● Extract:
──────────────────────────────

The dotted structure in the micrographs resulting from the phalloidin Alexa 568 marker can be reduced by carrying out morphological opening operations (45) with a flat circular structuring element of radius r. To separate individual cells from the image background, k-means clustering (46) is applied, where k denotes the number of clusters. Instead of performing clustering on the image intensity value, the histogram is used to accelerate this algorithm. After the clustering has been performed, a threshold limit is set by regarding the darkest cluster as background and everything else as foreground. In comparison with competing thresholding methods, this provides a very flexible method, as the number of clusters may vary while a small parameter space is preserved (usually 2 ≤ k < 10). As the MIL builds a tree for each local maximum, the procedure works best on cells with intensity values that decrease from the core to the boundary. A distance transform is therefore used on the binary image obtained from clustering, yielding an input image for the MIL. The intermediate steps in the improved MIL are illustrated in Figure 4.

Figure 4.

Example of the workflow with the improved maximum-intensity linking (MIL) method. (A) The original image, showing HeLa cells stained with phalloidin Alexa 568. (B) The image after morphological opening with a circular flat structuring element. (C) The method of k-means clustering was used to assign the pixels into k clusters (k = 5). (D) The darkest cluster was assumed to represent the background, using a threshold of τ = 1. (E) A distance transform is applied to transform the image into a more suitable representation for the MIL approach. (F) The final segmentation result achieved with the improved MIL method is shown. The scale bar corresponds to 10 μm (original magnification ×63).

Improved Watershed and Watershed by Reconstruction

The third algorithm in the present study uses the watershed transform (38), which is more widely established in the literature than the MIL described above for segmentation of cells. The previously described combination of smoothing, mathematical morphology (45) and k-means clustering (46) is used for preprocessing and thresholding. An improved watershed algorithm is then applied for splitting of the cells. The watershed algorithm interprets the gradient strength as relief in the image. Successive flooding of the basins is then performed on this relief. During this flooding process, watersheds are formed between adjacent catchment basins. In addition, knowledge about the typical size of the displayed cells is incorporated by merging adjacent catchment basins. This makes it possible to define a minimum size for each cell. This improved watershed method is thus capable of reducing oversegmentation artifacts.

In principle, arbitrary images can be used as input for the watershed algorithm. In the literature, the gradient image is used, as well as other preprocessed variants of the fluorescence image. The present implementation uses three different input images:

  • The fluorescence image, which is blurred with a Gaussian filter using standard deviation σ and enhanced by a morphological opening with radius r.

  • A gradient-filtered version of the fluorescence image. To estimate the gradient, the differential of a Gaussian filter with standard deviation σ is used.

  • A distance-transformed fluorescence image that has been preprocessed with morphological opening and binarized by k-means clustering.

In the current implementation, determination of the best input image for the watershed is part of the optimization process. This implies usage of a further parameter, denoted as m.

The watershed-by-reconstruction procedure is implemented in the same way as the improved watershed algorithm. In this case, the morphological opening is replaced by a morphological opening by reconstruction (45) in the preprocessing chain as well as for the watershed input images.

──────────────────────────────

● Data under study:
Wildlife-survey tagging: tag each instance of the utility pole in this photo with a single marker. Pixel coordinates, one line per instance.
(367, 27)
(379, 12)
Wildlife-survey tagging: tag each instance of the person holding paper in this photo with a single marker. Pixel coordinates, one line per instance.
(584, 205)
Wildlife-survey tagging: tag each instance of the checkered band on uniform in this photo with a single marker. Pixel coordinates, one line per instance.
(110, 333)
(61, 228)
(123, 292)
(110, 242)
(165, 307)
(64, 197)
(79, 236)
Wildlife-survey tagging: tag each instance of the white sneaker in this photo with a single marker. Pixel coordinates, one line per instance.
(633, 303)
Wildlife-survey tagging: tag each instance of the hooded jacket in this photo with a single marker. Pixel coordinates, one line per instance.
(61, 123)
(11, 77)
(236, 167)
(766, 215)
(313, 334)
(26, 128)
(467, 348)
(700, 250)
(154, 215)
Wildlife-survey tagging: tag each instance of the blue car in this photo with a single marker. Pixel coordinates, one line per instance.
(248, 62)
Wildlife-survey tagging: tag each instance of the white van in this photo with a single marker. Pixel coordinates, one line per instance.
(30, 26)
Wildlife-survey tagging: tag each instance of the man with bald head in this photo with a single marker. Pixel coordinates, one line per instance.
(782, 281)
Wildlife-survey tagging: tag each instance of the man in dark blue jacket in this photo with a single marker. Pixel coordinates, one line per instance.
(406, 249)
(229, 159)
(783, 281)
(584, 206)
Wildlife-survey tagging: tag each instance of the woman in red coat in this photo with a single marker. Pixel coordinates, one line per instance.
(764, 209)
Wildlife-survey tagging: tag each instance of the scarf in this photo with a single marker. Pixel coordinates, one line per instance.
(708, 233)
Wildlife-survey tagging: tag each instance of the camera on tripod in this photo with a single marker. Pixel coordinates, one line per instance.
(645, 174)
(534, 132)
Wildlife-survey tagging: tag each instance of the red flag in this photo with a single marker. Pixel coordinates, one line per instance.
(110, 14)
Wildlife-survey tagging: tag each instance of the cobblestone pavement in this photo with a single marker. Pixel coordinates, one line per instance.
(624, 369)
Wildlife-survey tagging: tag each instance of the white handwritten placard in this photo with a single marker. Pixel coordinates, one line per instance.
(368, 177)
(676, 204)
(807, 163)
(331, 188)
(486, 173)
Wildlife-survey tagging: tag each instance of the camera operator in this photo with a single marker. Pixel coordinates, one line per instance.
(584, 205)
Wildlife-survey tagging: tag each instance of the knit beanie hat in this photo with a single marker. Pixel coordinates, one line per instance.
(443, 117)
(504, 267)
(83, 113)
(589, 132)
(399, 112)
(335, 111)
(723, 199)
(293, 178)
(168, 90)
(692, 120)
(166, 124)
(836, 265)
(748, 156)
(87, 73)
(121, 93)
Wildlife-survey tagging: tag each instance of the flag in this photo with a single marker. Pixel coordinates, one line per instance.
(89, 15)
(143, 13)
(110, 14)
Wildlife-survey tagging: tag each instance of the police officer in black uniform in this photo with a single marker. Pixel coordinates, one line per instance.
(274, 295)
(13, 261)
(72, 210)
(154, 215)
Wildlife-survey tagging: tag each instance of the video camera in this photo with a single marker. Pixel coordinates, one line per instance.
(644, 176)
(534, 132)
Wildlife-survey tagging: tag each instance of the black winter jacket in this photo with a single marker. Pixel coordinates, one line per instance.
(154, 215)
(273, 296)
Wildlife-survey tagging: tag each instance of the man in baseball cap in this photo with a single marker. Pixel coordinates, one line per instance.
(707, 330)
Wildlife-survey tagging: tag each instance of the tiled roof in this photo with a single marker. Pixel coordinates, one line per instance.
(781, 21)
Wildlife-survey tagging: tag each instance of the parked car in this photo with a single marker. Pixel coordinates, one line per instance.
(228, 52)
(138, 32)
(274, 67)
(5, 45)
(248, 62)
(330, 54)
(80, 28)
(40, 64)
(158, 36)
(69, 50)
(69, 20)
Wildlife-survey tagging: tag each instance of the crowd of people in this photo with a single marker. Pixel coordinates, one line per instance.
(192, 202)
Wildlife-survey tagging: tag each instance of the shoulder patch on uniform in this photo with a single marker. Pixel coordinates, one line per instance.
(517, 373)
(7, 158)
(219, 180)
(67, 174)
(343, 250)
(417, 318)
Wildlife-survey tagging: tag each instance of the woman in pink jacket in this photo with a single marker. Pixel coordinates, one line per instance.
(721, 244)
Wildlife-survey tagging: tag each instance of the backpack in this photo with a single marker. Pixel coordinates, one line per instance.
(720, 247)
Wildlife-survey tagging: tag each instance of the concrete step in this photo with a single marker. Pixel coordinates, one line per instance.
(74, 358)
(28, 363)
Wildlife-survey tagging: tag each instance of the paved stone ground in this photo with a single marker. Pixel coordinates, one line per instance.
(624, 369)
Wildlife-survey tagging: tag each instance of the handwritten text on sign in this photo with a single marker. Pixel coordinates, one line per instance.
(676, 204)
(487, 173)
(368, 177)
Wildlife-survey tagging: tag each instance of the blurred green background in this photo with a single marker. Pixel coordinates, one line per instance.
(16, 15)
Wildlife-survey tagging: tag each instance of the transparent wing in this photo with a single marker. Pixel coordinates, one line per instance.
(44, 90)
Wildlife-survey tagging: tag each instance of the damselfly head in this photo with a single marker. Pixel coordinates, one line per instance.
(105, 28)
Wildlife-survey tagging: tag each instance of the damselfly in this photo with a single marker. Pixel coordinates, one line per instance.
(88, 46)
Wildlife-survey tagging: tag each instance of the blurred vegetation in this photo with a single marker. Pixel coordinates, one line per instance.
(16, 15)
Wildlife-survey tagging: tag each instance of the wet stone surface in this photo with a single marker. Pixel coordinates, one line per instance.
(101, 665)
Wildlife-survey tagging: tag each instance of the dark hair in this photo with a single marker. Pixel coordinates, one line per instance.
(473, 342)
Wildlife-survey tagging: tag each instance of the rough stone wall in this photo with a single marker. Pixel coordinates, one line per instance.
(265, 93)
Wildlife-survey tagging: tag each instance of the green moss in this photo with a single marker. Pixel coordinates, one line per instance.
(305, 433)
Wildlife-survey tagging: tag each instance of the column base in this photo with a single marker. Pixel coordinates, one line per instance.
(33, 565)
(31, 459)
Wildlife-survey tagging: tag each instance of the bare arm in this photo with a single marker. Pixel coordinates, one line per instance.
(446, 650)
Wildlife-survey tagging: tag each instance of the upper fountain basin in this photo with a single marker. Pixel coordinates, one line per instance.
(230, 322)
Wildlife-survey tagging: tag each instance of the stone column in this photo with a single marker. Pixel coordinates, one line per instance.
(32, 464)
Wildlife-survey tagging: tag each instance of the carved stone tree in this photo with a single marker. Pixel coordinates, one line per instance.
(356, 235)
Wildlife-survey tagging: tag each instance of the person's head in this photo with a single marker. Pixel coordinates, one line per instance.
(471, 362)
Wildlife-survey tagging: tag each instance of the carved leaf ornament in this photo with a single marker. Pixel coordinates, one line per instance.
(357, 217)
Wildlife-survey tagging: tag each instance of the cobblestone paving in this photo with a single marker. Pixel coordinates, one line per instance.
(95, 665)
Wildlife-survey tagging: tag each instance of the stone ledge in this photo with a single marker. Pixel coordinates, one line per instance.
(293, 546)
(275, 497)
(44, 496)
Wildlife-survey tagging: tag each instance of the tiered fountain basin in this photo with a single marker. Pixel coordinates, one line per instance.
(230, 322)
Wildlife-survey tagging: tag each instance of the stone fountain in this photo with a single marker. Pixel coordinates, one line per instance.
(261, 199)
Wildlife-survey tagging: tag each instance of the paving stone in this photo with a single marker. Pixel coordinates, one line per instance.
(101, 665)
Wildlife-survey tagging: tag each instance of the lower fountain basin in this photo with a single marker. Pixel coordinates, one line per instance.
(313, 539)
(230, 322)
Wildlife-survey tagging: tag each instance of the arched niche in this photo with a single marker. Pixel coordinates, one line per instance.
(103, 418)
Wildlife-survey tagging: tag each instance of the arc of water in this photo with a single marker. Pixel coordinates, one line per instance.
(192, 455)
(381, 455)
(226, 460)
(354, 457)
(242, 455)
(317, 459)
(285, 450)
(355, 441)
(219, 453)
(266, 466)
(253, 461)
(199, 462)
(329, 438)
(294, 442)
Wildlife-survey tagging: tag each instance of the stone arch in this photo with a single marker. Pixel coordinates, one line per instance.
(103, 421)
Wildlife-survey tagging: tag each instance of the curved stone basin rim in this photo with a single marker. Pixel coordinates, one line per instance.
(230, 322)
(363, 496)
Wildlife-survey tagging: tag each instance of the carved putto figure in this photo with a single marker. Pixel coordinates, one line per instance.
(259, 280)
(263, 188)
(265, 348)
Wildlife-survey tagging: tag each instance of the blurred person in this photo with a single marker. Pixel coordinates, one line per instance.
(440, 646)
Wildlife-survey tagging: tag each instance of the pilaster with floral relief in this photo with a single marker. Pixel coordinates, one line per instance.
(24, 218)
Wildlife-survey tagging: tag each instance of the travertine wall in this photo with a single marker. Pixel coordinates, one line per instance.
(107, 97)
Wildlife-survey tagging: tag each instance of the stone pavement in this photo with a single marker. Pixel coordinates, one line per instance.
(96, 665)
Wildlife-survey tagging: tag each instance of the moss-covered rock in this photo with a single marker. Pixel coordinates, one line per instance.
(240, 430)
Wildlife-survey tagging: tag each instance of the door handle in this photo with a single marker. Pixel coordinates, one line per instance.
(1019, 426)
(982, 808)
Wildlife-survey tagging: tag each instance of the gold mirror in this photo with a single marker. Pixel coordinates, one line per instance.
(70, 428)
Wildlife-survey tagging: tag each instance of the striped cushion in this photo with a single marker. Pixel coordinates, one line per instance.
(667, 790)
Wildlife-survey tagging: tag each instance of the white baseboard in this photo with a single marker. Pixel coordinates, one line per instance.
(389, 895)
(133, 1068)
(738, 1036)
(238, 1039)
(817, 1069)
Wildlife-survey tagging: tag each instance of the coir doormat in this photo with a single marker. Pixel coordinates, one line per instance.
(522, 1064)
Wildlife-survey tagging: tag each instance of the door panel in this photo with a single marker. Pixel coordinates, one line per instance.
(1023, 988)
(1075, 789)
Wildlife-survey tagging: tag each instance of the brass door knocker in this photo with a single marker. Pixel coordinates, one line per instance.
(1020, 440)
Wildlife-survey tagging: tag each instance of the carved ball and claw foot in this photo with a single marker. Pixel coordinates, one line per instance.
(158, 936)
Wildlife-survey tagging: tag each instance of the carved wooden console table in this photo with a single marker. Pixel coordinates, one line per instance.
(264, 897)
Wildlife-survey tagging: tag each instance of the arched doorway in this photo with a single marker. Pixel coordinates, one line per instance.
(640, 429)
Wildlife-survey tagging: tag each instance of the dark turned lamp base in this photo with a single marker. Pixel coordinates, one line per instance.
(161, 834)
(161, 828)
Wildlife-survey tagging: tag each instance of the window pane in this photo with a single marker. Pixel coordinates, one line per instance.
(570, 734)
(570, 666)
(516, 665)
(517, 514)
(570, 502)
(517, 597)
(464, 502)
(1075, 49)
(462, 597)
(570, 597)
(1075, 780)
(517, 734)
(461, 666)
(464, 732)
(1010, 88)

──────────────────────────────

● Questions:
a - Based on the cell segmentation excerpt, does each statement hold? Answer yes or no for each and quote the words that decide it.
(i) The k-means clustering works on the histogram instead of on the image intensity values.
(ii) In the watershed-by-reconstruction procedure, a morphological opening by reconstruction takes the place of the distance transform.
(iii) The MIL performs best on cells whose intensity values rise from the core to the boundary.
b - Set down the passage of the cell segmentation excerpt starting with "In principle, arbitrary" and going on through "deviation σ is used.".
c - Supply the next part of the cell segmentation excerpt, picking up after its final sentence.
The entries play no part in the work here.

● Task answers:
a -
(i) Yes: "Instead of performing clustering on the image intensity value, the histogram is used to accelerate this algorithm."
(ii) No: "the morphological opening is replaced by a morphological opening by reconstruction"
(iii) No: "the procedure works best on cells with intensity values that decrease from the core to the boundary"

b -
In principle, arbitrary images can be used as input for the watershed algorithm. In the literature, the gradient image is used, as well as other preprocessed variants of the fluorescence image. The present implementation uses three different input images:

  • The fluorescence image, which is blurred with a Gaussian filter using standard deviation σ and enhanced by a morphological opening with radius r.

  • A gradient-filtered version of the fluorescence image. To estimate the gradient, the differential of a Gaussian filter with standard deviation σ is used.

c -
Parameter Optimization and Separation of Data

The segmentation performance of the methods described depends on way in which the free parameters are selected. To avoid a biased set-up of the different segmentation algorithms, the parameters for all of the methods are automatically optimized using a genetic algorithm (GA) (47). Threefold cross-validation was used to separate training from testing data. For this cross-validation, each image database was randomly split into three equal-sized image sets in which two-thirds of the images were used to optimize the parameters and the remaining third was used for testing. This was done with all three possible combinations of the training and testing data.

For the present study, the free steady-state genetic algorithm implementation described by Wall, developed at the Massachusetts Institute of Technology, was used (48). From a genetic algorithm point of view, a parameter set is represented by an individual, whereas a specific parameter can be interpreted as an allele. When mutation and cross-over operations are performed (47), alleles are changed and a new individual is formed. A certain number of individuals (10 in the present study) were combined to form a new generation of individuals. A steady-state genetic algorithm was used, as it is able to preserve a certain percentage (20% in the present study) of the best individuals contained in the previous generation. Twenty generations of individuals were computed for the present evaluation. The parameters required for optimization are summarized in Table 2 for all of the segmentation methods evaluated.

Table 2. Free parameters and range of the different segmentation algorithms that are automatically optimized by the genetic algorithm
  1. MIL, maximum-intensity linking.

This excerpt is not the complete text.